- Brief: Output each row below as a JSON list of strings, with one string per line and blank lines omitted.

- Dataset excerpts:
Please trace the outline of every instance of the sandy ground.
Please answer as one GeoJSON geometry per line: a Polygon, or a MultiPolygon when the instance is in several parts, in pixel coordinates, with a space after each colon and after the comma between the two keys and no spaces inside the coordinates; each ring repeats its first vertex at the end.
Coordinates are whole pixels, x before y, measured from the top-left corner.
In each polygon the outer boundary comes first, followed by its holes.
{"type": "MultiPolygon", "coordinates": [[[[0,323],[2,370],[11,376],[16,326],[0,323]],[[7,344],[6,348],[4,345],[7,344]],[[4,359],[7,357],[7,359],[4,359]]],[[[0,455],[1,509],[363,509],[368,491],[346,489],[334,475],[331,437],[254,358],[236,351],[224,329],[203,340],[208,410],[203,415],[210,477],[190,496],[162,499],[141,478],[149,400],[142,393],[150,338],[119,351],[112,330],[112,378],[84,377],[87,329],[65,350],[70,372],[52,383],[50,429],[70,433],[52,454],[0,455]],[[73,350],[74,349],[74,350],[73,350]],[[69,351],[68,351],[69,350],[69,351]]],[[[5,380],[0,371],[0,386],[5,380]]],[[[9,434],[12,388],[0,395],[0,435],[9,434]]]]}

- Full response:
[
  "Please trace the outline of every instance of the sandy ground.",
  "Please answer as one GeoJSON geometry per line: a Polygon, or a MultiPolygon when the instance is in several parts, in pixel coordinates, with a space after each colon and after the comma between the two keys and no spaces inside the coordinates; each ring repeats its first vertex at the end.",
  "Coordinates are whole pixels, x before y, measured from the top-left corner.",
  "In each polygon the outer boundary comes first, followed by its holes.",
  "{\"type\": \"MultiPolygon\", \"coordinates\": [[[[0,323],[2,370],[11,376],[16,326],[0,323]],[[7,344],[6,348],[4,345],[7,344]],[[4,359],[7,357],[7,359],[4,359]]],[[[0,455],[1,509],[363,509],[368,491],[346,489],[334,475],[331,437],[254,358],[236,351],[224,329],[203,340],[208,410],[203,415],[210,477],[190,496],[162,499],[141,478],[149,400],[142,393],[150,338],[119,351],[112,330],[112,378],[84,377],[87,329],[65,350],[70,372],[52,383],[50,429],[70,433],[52,454],[0,455]],[[73,350],[74,349],[74,350],[73,350]],[[69,351],[68,351],[69,350],[69,351]]],[[[5,380],[0,371],[0,386],[5,380]]],[[[9,434],[12,388],[0,395],[0,435],[9,434]]]]}"
]